→ **TASK INSTRUCTIONS**
Among the entries below, one line contains "column 706, row 54" and another contains "column 449, row 645". Transcribe those two lines and every line between them, exactly.

→ **RECORDS PROVIDED**
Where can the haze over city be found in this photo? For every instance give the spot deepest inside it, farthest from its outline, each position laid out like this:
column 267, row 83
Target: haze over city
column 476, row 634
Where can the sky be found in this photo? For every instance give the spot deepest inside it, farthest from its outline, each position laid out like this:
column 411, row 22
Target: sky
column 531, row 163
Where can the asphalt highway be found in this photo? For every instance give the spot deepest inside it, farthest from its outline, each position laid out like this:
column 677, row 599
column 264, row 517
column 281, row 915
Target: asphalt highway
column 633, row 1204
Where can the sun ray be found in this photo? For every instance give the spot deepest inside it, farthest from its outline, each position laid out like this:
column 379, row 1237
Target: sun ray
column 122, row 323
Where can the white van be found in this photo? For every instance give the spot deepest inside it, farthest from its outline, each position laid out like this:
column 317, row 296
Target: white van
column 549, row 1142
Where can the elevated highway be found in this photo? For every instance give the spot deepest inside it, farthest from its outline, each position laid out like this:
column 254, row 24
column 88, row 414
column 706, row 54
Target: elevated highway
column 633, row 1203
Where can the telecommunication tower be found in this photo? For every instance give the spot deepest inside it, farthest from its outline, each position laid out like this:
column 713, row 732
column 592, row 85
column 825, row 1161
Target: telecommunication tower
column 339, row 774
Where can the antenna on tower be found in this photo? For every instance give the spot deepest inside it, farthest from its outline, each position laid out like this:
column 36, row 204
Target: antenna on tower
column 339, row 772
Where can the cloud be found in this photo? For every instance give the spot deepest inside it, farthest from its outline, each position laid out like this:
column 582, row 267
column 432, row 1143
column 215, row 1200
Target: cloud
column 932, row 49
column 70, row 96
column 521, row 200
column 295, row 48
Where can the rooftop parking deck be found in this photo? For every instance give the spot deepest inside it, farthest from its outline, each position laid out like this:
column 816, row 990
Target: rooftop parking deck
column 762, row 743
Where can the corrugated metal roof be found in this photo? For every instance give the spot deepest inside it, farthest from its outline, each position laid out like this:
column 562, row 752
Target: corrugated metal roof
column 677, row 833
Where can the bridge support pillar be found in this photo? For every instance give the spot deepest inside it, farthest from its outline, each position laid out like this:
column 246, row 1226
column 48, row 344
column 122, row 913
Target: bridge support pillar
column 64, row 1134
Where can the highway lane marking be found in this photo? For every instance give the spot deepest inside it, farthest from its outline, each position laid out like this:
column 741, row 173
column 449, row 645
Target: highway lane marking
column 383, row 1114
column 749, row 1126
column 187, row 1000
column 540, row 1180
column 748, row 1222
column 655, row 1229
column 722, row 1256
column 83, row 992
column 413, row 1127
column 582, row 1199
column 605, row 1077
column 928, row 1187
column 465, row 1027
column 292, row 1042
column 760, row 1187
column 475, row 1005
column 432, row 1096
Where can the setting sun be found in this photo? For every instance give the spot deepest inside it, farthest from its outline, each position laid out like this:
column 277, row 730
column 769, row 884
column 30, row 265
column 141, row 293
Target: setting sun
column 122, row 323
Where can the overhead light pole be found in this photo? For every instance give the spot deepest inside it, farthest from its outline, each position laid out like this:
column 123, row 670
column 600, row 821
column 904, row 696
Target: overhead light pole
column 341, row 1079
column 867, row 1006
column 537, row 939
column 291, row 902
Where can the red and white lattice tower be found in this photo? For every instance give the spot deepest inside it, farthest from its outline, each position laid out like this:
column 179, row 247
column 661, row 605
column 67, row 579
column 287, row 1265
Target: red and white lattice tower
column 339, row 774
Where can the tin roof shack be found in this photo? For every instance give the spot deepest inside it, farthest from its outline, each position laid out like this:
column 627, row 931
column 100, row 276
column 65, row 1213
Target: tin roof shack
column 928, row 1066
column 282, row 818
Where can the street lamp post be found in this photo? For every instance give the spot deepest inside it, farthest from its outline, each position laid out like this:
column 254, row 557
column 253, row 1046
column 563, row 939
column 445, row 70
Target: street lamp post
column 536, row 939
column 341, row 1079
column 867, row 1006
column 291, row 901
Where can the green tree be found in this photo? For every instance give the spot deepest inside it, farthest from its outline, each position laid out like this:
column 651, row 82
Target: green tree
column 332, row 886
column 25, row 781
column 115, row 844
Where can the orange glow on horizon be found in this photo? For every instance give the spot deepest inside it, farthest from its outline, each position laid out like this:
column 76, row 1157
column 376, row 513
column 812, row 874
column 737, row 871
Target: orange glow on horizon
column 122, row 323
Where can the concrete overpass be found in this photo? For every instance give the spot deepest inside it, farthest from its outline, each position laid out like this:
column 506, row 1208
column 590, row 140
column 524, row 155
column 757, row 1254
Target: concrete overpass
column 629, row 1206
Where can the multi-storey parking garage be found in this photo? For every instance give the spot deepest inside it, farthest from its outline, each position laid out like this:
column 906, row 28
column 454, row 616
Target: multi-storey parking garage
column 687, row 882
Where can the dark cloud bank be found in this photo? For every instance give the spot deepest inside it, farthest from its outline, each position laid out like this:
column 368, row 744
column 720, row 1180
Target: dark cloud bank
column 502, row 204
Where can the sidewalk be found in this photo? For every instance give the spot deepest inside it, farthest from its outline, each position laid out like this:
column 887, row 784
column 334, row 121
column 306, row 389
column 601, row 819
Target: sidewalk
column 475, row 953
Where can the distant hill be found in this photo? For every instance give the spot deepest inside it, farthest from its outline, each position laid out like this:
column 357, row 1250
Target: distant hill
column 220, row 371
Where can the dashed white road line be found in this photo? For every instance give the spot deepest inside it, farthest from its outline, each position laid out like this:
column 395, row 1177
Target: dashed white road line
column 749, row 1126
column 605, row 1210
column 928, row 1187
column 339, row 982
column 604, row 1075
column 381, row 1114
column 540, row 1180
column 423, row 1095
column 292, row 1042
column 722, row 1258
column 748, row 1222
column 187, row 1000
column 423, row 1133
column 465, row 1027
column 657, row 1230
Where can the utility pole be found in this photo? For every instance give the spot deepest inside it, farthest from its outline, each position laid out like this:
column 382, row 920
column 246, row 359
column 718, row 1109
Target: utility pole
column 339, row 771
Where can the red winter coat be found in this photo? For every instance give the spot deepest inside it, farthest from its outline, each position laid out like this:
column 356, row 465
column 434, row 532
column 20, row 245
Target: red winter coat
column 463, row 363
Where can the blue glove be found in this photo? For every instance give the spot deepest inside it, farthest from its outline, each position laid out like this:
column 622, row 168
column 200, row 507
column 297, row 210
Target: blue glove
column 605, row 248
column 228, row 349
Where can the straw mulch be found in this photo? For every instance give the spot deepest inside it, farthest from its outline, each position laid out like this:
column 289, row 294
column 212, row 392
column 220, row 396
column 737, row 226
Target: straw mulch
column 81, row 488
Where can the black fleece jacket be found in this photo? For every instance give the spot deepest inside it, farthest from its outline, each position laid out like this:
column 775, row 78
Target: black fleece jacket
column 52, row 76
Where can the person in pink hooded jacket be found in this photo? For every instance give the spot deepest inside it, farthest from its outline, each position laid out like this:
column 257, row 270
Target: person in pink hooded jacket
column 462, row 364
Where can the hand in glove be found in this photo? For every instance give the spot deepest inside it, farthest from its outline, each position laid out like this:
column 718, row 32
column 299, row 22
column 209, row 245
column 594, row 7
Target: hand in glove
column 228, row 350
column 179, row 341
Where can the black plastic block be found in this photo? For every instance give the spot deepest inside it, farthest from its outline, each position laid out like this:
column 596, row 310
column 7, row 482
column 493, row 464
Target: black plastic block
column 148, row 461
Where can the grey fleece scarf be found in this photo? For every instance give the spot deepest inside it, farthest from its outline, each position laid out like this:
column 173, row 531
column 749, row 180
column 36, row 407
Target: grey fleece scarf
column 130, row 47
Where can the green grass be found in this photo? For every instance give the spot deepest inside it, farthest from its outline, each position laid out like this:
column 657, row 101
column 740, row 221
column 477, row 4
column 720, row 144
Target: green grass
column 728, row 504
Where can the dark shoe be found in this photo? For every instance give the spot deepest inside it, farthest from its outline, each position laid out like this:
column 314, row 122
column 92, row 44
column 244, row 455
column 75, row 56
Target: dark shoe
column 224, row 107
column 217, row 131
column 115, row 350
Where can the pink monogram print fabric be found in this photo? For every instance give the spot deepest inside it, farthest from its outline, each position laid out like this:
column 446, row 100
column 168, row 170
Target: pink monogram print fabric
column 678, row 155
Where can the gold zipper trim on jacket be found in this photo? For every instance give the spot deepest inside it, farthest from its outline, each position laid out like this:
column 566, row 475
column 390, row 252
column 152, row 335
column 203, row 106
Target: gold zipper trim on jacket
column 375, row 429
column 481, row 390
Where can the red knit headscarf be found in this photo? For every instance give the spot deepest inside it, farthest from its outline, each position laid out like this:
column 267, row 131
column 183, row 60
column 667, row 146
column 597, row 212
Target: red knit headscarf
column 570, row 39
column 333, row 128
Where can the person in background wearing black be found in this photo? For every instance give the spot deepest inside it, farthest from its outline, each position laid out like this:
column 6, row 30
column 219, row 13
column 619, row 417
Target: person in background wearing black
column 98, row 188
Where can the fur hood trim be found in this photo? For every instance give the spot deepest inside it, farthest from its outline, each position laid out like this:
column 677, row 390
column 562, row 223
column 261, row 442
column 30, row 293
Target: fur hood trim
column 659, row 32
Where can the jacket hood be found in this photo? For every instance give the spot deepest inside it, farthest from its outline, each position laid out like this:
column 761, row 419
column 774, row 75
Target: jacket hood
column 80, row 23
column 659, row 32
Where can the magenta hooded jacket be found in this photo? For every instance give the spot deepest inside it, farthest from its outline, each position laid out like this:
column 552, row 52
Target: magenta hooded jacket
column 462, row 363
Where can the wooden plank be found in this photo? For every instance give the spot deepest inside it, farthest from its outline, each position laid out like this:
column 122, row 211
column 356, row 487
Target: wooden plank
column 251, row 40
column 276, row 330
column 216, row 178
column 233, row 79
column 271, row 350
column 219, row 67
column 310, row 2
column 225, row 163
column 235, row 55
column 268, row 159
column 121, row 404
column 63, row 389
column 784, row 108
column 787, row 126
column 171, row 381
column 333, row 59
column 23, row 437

→ **FINISHED EXERCISE**
column 706, row 54
Target: elevated highway
column 633, row 1203
Where can the telecommunication tower be found in this photo? For every instance give the spot deepest inside it, farthest from its outline, each position laid out like this:
column 713, row 732
column 592, row 85
column 825, row 1161
Target: telecommunication tower
column 339, row 774
Where can the antenna on tower be found in this photo? For every instance give the spot deepest inside it, farthest from its outline, each position laid out like this:
column 36, row 204
Target: antenna on tower
column 339, row 772
Where can the cloud be found in this photo? For every instance give the spot deepest inside it, farthest from its outline, each position laid out like this:
column 582, row 267
column 432, row 1143
column 215, row 1200
Target: cloud
column 932, row 49
column 70, row 96
column 521, row 200
column 295, row 48
Where can the rooftop parking deck be found in this photo? For every instance give the spot deepest inside it, farthest from its outline, each position laid out like this:
column 816, row 990
Target: rooftop parking deck
column 762, row 743
Where can the corrugated metal roof be found in this photo? For every instance give the spot deepest inside it, farthest from its outline, each position laid out like this:
column 562, row 752
Target: corrugated metal roof
column 677, row 833
Where can the bridge support pillar be found in this photo? For every instance give the spot deepest inside it, farthest from its outline, each position laid out like this:
column 246, row 1226
column 48, row 344
column 122, row 913
Target: bridge support pillar
column 64, row 1134
Where can the highway lane marking be found in this photo? For every instance give the spot deepest inside it, farthest from its outline, each position laid out like this:
column 741, row 173
column 449, row 645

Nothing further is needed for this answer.